Document extract:
Among Schreiber's competitions as part of the club was the second iteration of Rund um Liechtenstein held in October 1935. He placed as the first Liechtensteiner and second overall cyclist to finish the race and was awarded with veronicas. Around this time, he left the factory and worked on the construction of the Liechtenstein inland canal and later as a labourer in a quarry. Though, he returned for work at Jenny, Spoerry & Cie. The following year he relocated to Mühleholz and competed at Liechtenstein's Olympic qualifiers. He placed first in the 15 kilometre race in 38 minutes and 8 seconds and was selected to compete for Liechtenstein at the 1936 Summer Olympics in Berlin for their maiden appearance.

Schreiber was entered to compete in the third iteration of Rund um Liechtenstein but was barred by organizers to prevent him from being injured leading up to the Olympics. In the same year, Schreiber married Klara Bühler. At the Games, he competed in the men's road race and was part of the leading group for the alongside 11 other cyclists. Around 60 kilometres into the race, his tire had gotten punctured near Priort and had to repair it, thus losing time. A few yards before the finish line, Schreiber was caught in a mass crash which made his ranking undeterminable.

Tasks for this exercise:
- A) In the cycling biography, what time did Schreiber record in the 15 kilometre race at Liechtenstein's Olympic qualifiers?
- B) Pick up the cycling biography after its final sentence and write what comes next.
The rows after this point are separate material and have nothing to do with the cycling biography.

Extracted data:

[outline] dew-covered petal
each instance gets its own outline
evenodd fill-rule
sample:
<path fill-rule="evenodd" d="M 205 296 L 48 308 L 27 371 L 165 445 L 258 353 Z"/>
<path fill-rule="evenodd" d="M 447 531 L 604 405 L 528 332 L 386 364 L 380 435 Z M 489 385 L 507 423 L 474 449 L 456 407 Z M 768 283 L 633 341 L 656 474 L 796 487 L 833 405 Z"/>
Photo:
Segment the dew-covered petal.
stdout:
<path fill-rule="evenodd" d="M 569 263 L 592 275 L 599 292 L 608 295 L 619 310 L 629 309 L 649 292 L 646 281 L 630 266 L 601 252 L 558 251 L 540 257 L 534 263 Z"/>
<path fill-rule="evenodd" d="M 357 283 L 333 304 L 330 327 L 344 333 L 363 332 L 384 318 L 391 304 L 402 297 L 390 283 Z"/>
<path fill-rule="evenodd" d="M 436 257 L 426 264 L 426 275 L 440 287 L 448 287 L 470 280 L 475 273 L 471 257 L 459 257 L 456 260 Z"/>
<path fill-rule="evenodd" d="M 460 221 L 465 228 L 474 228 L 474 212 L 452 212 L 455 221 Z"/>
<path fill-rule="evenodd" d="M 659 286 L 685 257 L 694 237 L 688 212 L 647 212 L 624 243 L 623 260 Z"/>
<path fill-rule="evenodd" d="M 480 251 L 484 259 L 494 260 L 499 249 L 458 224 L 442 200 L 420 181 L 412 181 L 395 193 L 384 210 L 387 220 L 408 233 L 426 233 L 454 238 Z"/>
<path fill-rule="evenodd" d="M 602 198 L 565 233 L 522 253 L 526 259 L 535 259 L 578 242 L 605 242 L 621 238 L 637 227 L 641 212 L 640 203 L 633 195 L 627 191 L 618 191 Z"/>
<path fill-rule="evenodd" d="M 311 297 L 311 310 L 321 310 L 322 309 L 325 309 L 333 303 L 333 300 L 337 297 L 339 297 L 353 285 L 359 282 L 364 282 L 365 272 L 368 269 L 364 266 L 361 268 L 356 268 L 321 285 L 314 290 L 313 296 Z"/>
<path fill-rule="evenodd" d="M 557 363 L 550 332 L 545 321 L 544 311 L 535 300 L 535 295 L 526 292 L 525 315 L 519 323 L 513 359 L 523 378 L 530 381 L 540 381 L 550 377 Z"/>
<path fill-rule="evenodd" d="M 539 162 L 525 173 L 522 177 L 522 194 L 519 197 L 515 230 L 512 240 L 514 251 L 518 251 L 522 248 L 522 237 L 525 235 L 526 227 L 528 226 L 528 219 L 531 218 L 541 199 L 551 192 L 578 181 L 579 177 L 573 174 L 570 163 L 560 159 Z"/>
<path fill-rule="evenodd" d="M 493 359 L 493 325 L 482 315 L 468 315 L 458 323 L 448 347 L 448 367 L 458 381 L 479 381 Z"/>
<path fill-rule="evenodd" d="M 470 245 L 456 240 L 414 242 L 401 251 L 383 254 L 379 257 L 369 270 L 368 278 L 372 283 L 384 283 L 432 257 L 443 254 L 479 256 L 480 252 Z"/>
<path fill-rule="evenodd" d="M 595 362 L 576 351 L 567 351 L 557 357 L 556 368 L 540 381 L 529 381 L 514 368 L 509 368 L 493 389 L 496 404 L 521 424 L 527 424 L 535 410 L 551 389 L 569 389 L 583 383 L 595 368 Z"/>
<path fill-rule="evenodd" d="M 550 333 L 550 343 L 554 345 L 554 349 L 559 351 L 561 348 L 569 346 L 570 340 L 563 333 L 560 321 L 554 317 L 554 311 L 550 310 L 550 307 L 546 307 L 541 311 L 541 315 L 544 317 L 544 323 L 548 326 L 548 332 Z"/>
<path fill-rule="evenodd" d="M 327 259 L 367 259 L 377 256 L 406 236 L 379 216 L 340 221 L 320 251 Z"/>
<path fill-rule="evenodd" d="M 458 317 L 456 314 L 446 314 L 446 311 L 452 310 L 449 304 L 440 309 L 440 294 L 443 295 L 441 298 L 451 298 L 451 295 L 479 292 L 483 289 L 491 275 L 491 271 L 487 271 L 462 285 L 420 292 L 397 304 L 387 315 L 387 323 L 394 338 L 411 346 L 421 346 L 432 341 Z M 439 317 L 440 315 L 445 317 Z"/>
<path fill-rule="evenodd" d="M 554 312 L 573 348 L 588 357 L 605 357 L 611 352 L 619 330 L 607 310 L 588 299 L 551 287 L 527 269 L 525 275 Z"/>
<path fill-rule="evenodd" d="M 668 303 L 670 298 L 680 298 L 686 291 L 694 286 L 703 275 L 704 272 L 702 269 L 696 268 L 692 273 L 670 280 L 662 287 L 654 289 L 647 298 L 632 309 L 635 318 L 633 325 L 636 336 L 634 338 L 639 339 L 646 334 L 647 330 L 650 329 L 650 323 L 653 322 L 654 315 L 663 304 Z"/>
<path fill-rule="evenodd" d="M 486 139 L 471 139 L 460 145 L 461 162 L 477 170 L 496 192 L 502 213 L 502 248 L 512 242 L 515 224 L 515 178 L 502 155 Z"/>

Answers to each task:
- A) 38 minutes and 8 seconds

- B)
After the Games, he competed at the Radrennen nur für Liechtensteiner (lit. 'Cycling race only for Liechtensteiners') and the Liechtenstein Mountain Championship, which was part of the first Liechtenstein Sports Festival in 1937. He placed first and eighth respectively. The following year, Schreiber was in a cycling accident while cycling on an unfinished road and fractured his skull; he was sent to Grabs Hospital. In the 1940s a cycling stadium, the Stadion Adolf Schreiber, was named after him and in 1948, he divorced Bühler; they had two children, Helen and Klärli.

Sixteen years after his Olympic participation, he was entered to compete in Liechtenstein's Olympic qualifiers in hopes to participate in the 1952 Summer Olympics in Helsinki. Ultimately, only Alois Lampert and Ewald Hasler were selected for the Games. The following month, he was awarded a pewter plate bearing the coat of arms by Prince Franz Joseph II in recognition of his career in cycling.

== Later life and death ==
Schreiber later opened a bicycle repair shop while working at Jenny, Spoerry & Cie before moving to Triesen. He worked at the factory around 30 to 40 years before retiring, focusing on gardening and repairing items in a workshop. He was anointed before his death on 20 August 1983; he was buried in Triesen.